[WHAT IS NEEDED]
Reproduce all entries word for word.

[MATERIAL TO PROCESS]
───

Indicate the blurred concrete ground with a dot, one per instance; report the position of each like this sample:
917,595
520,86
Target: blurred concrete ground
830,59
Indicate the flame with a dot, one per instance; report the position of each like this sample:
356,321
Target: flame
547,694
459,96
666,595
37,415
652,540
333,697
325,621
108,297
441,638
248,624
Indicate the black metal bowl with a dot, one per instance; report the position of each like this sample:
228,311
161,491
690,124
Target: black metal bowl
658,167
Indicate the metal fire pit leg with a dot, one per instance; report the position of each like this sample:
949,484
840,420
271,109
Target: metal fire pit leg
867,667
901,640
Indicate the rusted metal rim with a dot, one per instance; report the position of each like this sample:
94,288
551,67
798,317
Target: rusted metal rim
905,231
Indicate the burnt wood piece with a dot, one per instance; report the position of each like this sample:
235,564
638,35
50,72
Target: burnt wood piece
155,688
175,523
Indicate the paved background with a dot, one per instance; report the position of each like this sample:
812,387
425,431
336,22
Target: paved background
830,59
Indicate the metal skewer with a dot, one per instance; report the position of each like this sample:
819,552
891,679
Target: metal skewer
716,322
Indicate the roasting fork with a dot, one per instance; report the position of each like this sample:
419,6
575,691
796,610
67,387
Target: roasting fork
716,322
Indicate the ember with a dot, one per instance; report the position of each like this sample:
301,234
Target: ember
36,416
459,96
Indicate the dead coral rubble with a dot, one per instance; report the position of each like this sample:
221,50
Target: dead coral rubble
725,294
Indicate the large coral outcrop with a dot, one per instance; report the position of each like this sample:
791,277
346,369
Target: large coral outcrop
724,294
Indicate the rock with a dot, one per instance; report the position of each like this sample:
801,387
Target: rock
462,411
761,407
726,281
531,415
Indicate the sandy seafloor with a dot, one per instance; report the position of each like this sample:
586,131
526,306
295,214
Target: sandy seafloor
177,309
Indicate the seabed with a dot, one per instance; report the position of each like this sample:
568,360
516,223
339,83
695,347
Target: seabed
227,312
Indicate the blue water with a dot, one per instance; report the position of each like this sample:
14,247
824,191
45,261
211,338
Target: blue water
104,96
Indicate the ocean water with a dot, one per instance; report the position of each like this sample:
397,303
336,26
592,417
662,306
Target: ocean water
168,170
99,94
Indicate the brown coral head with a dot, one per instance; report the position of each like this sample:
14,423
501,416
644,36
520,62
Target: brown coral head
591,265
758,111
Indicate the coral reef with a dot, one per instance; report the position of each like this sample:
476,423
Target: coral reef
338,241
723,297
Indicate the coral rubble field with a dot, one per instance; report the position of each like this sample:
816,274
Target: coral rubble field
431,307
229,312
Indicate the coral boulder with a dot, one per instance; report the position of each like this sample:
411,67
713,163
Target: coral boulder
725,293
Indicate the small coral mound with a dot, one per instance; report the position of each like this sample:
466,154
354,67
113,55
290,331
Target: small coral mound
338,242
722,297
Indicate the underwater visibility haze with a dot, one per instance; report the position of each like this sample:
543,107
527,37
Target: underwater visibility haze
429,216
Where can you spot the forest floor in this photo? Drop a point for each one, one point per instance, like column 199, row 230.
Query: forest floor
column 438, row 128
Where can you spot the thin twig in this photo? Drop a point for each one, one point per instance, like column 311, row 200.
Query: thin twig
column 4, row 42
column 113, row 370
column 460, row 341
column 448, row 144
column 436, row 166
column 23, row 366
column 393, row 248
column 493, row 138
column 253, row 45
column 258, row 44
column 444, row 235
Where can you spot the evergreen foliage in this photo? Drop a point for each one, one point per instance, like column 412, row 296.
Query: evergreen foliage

───

[WRITTEN RESPONSE]
Indicate the blurred concrete ground with a dot, one per instance; report the position of each like this sample:
917,595
520,86
Target: blurred concrete ground
830,59
Indicate the flame with a dot, one per instance; report the position of each like this sample:
356,321
Target: flame
547,694
459,96
666,595
37,415
652,540
333,697
325,621
108,297
441,638
248,624
Indicate the black metal bowl with a dot, one per instance; report the position of each like this sample:
228,311
161,491
690,124
Target: black metal bowl
658,167
Indicate the metal fire pit leg with a dot, one per instance; report the position of each like this sample:
949,484
840,420
271,109
Target: metal fire pit leg
867,667
901,640
Indicate the rusted metal rim with a dot, one per instance; report the position of each like this sample:
94,288
551,67
798,317
Target: rusted metal rim
905,231
Indicate the burnt wood piece with a dot, one per instance; report the position of each like this sample:
235,564
638,35
50,72
Target: burnt wood piece
155,688
175,523
Indicate the paved background with a dot, one per instance; report the position of each like this sample:
812,387
425,431
336,22
Target: paved background
830,59
Indicate the metal skewer with a dot, one per instance; report the position of each like this sample:
819,552
891,679
Target: metal skewer
716,322
Indicate the roasting fork with a dot, one per instance; report the position of each like this sample:
419,6
575,691
796,610
67,387
Target: roasting fork
716,322
Indicate the ember with a dot, one per instance; report the position of each like this sample:
301,234
Target: ember
36,416
459,96
Indicate the dead coral rubble with a dot, one per instance; report the position of each like this sample:
221,50
Target: dead coral rubble
725,294
Indicate the large coral outcrop with a dot, one per instance; report the position of each like this sample:
791,277
346,369
Target: large coral outcrop
724,294
Indicate the rock with a dot, one per instance; report the position of each like this sample:
801,387
Target: rock
462,411
761,407
726,281
531,415
Indicate the sandy seafloor with a dot, one per instance; report the position of each like this sample:
586,131
526,306
295,214
Target: sandy seafloor
177,309
Indicate the seabed with a dot, one per instance; report the position of each like this sample:
568,360
516,223
339,83
695,347
Target: seabed
227,312
Indicate the blue water with a dot, one per instance; report the position of each like this sample:
14,247
824,191
45,261
211,338
Target: blue water
104,96
Indicate the ocean water with a dot, one per instance; report the position of each like this sample:
397,303
336,26
592,417
662,306
Target: ocean water
168,170
99,94
Indicate the brown coral head with a dot, one per instance; report the position of each like this sample:
14,423
501,416
644,36
520,62
Target: brown coral head
591,265
758,111
Indicate the coral reef with a dot, one per instance; report the position of each like this sample:
476,423
Target: coral reef
338,241
723,297
Indicate the coral rubble field with a dot, one per instance; report the position of each like this sample:
816,274
Target: coral rubble field
431,307
229,312
Indicate the coral boulder with a dot, one per instance; report the position of each like this sample:
411,67
713,163
Target: coral boulder
725,293
Indicate the small coral mound with a dot, one per instance; report the position of each like this sample:
466,154
354,67
113,55
290,331
Target: small coral mound
338,242
722,297
Indicate the underwater visibility haze with a dot, one per instance; report the position of each like this sample:
543,107
527,37
Target: underwater visibility haze
429,216
Where can you spot the forest floor in this photo? Drop a point for each one, one point per instance, like column 199, row 230.
Query: forest floor
column 438, row 128
Where can you spot the thin twig in this photo? Drop a point for each one, one point per instance, like column 311, row 200.
Query: thin twig
column 4, row 42
column 113, row 370
column 460, row 341
column 448, row 144
column 436, row 166
column 23, row 366
column 393, row 248
column 493, row 138
column 253, row 45
column 258, row 44
column 444, row 235
Where can you spot the evergreen foliage in this photo? Drop a point for each one, one point per instance, like column 412, row 296.
Query: evergreen foliage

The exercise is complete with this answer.